After finding the line that contains "Place one keypoint on each instance of the overcast", give again that line and each one following it, exactly, until the records end.
┄┄┄┄┄┄┄┄┄┄┄┄┄┄┄┄┄┄┄┄
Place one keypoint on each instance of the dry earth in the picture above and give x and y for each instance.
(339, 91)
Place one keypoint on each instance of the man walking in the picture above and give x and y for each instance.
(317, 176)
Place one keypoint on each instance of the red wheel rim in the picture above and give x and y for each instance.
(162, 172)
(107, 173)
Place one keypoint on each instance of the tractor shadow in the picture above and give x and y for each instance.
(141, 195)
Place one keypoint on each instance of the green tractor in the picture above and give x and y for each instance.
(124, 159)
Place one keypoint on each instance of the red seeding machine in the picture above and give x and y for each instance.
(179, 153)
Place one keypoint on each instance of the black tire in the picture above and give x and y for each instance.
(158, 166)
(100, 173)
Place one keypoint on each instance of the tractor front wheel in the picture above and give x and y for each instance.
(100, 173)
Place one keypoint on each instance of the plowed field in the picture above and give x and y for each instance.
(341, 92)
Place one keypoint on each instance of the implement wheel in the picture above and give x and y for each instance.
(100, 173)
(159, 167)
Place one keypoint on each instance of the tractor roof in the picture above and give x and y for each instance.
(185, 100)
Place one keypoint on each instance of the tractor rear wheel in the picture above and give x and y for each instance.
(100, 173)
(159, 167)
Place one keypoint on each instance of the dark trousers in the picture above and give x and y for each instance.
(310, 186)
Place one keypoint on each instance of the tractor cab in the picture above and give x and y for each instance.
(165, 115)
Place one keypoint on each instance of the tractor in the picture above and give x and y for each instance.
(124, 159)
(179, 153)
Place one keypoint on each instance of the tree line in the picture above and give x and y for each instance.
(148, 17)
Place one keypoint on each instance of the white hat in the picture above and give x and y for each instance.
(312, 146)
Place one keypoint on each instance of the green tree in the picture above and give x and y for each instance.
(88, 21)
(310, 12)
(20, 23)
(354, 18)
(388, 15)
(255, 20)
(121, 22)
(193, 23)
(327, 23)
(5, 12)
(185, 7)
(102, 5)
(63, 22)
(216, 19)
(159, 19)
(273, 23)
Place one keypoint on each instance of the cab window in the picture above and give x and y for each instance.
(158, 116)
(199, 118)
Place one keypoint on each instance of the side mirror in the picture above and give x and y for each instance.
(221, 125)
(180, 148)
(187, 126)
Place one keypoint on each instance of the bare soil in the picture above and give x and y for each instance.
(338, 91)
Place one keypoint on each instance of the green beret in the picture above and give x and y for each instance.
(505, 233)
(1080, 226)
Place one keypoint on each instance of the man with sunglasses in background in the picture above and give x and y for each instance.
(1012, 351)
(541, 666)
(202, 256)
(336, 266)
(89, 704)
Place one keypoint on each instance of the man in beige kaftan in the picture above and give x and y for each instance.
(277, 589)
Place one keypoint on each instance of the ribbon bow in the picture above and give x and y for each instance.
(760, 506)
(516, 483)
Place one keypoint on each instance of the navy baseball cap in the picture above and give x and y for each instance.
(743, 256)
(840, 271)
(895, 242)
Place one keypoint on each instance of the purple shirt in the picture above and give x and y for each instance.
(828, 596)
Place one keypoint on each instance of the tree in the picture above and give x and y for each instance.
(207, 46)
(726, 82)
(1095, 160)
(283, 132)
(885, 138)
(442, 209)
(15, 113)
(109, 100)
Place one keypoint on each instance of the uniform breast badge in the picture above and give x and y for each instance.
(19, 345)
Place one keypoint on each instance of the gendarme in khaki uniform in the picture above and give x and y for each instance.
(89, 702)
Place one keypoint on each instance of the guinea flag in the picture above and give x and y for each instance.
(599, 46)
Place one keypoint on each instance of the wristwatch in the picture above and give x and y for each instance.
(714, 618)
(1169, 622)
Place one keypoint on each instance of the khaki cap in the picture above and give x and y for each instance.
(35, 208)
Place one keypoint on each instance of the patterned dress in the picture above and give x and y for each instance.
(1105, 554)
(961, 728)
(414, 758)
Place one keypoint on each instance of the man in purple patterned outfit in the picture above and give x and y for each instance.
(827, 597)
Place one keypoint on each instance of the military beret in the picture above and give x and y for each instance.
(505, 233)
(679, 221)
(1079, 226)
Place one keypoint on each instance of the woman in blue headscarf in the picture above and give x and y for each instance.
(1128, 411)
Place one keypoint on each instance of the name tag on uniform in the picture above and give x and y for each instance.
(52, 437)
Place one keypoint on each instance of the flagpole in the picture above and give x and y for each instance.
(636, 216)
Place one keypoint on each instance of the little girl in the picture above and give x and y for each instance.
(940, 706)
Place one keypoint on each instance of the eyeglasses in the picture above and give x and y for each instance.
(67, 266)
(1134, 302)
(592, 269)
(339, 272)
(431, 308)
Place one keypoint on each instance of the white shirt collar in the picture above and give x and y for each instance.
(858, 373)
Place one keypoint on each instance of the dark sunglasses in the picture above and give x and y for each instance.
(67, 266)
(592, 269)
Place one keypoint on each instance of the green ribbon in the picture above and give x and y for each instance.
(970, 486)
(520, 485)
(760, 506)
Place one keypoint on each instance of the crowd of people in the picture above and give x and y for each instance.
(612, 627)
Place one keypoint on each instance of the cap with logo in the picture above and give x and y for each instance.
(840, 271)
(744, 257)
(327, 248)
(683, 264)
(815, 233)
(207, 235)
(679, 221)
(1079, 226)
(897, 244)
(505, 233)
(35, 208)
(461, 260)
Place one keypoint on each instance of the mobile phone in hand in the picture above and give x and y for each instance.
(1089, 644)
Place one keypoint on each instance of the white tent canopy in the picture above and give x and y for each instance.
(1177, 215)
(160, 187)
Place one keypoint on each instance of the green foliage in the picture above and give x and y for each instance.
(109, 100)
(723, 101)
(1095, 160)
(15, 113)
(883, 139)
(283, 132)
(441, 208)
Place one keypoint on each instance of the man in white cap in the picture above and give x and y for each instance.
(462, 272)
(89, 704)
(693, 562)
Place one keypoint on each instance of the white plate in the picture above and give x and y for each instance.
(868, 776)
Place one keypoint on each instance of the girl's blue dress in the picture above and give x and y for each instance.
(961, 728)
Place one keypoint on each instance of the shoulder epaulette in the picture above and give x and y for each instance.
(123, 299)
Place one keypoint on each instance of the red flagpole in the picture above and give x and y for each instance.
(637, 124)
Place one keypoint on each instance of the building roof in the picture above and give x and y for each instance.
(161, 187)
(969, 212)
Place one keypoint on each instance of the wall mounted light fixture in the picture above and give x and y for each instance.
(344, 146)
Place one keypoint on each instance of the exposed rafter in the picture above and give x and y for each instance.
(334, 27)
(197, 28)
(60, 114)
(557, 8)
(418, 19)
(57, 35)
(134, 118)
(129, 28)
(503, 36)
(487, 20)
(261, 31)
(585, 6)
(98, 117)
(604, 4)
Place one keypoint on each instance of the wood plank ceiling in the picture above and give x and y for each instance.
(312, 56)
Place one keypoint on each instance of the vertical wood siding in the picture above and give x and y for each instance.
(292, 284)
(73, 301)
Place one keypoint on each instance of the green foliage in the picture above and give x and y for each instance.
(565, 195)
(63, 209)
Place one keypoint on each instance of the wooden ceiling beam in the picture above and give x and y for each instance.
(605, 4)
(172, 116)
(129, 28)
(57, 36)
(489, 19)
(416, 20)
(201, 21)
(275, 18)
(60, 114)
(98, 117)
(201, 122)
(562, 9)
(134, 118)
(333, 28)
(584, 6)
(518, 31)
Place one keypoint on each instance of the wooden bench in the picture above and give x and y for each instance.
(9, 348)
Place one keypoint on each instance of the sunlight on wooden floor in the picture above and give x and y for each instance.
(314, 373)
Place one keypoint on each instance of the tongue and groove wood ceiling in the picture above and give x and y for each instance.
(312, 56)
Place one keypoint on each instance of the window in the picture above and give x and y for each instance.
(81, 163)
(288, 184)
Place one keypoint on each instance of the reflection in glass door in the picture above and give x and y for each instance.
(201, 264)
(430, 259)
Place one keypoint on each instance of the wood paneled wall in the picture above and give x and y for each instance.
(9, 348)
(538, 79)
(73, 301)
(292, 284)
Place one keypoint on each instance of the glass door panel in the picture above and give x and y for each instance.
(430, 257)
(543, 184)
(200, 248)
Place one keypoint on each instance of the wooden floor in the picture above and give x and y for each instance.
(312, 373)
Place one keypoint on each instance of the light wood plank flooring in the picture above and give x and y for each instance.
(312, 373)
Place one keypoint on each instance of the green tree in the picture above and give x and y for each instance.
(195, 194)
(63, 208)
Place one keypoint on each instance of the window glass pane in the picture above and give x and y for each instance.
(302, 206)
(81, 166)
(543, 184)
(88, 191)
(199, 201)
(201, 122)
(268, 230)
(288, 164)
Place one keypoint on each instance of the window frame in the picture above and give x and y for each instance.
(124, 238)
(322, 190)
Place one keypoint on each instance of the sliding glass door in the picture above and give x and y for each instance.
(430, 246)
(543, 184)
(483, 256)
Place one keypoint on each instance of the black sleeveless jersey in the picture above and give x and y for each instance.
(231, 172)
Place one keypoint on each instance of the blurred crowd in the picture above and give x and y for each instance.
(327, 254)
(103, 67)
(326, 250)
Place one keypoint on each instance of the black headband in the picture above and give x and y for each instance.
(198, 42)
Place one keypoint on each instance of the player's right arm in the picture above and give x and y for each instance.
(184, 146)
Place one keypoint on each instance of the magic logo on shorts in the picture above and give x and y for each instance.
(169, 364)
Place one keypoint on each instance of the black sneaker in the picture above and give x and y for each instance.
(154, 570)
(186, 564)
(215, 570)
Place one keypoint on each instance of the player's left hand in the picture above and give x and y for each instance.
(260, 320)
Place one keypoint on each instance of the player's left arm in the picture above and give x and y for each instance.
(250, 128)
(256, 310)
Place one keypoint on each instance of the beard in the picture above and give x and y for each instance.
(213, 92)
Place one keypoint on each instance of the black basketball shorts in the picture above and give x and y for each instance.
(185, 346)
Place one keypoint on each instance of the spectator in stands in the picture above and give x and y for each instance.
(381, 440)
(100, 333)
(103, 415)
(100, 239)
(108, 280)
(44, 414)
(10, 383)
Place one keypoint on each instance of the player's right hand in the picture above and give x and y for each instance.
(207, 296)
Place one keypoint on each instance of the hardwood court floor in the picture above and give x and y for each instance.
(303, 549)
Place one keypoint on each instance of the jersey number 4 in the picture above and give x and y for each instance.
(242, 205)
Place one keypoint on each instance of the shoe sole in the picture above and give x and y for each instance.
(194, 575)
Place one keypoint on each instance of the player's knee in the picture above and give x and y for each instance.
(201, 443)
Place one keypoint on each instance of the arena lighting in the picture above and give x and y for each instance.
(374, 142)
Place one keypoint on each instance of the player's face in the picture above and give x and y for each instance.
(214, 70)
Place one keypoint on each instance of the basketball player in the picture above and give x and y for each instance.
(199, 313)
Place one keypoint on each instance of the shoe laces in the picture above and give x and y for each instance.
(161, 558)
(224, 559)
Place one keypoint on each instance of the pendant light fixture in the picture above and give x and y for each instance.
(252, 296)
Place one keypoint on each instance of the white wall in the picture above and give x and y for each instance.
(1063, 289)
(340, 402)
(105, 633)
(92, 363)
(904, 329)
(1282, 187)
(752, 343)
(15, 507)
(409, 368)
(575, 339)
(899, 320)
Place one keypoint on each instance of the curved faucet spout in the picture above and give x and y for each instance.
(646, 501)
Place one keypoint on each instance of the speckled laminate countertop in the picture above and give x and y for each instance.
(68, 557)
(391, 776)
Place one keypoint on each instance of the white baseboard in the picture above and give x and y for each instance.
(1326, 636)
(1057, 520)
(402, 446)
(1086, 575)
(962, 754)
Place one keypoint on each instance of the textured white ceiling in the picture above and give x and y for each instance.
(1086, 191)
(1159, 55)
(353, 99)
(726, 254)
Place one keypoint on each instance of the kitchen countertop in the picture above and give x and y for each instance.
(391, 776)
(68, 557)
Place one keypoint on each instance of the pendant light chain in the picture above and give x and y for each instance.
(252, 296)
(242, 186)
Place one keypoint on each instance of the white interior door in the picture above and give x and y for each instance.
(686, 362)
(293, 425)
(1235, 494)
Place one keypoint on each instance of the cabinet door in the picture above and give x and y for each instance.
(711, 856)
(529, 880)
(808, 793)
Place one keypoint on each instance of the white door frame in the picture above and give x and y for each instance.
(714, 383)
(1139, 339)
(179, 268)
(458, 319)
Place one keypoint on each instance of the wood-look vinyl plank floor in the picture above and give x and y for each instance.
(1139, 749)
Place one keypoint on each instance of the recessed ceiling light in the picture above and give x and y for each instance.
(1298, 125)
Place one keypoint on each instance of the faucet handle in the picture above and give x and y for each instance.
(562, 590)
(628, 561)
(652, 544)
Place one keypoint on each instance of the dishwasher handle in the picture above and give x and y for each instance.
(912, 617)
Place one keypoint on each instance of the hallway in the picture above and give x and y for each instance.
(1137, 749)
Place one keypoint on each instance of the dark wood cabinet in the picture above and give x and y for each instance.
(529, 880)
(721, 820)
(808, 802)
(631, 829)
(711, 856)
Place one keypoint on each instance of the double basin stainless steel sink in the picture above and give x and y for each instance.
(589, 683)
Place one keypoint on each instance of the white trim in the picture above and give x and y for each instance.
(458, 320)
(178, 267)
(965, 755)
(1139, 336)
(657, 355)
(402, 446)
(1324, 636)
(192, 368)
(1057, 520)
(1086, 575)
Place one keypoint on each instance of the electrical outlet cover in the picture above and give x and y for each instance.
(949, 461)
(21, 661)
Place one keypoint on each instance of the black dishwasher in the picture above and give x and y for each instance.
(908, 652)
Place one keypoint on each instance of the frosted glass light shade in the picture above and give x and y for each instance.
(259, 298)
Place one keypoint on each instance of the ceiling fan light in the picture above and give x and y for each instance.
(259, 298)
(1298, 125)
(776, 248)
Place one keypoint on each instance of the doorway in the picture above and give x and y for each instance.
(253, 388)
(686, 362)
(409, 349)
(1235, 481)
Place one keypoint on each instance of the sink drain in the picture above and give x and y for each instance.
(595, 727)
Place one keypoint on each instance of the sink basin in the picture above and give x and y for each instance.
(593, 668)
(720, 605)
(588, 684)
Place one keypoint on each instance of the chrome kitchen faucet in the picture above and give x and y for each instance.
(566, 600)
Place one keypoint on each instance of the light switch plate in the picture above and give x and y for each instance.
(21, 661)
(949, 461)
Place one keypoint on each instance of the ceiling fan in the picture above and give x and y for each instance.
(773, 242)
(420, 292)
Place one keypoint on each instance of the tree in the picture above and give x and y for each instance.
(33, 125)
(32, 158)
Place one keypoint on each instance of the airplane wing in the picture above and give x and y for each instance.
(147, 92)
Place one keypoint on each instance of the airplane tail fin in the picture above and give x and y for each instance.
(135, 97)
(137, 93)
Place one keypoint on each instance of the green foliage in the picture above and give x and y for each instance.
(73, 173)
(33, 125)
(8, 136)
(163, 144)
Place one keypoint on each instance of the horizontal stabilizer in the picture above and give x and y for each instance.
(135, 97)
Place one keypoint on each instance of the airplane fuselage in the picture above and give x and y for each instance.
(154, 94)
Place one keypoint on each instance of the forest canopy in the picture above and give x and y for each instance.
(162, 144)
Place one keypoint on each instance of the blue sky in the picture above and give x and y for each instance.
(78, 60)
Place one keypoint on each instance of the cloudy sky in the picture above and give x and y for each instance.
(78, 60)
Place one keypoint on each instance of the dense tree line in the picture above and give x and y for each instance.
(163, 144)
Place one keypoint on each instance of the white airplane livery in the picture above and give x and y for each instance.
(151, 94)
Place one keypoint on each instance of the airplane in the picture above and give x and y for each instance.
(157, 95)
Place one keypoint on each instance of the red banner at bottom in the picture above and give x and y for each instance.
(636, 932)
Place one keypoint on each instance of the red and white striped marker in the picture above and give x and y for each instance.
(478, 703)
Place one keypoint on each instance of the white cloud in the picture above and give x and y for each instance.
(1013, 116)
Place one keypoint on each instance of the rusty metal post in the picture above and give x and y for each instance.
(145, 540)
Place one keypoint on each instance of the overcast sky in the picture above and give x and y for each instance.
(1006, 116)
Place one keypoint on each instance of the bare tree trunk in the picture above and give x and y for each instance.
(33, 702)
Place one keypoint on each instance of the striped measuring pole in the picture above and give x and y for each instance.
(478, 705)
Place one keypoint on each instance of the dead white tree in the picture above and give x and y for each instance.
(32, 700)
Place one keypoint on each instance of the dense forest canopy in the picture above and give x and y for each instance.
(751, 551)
┄┄┄┄┄┄┄┄┄┄┄┄┄┄┄┄┄┄┄┄
# ANSWER
Place one keypoint on each instance of the overcast sky in the picture above and give x and y for each instance.
(1006, 116)
Place one keypoint on each instance of the bare tree trunk in the picture above and give x and y for each instance.
(33, 702)
Place one keypoint on each instance of the striped measuring pole in the picture above and give x and y for each instance.
(478, 705)
Place one keypoint on each instance of the dead white tree in the picture above and give x and y for each instance.
(32, 700)
Place one keypoint on each instance of the dense forest canopy in the picture above and give x and y for each instance.
(751, 551)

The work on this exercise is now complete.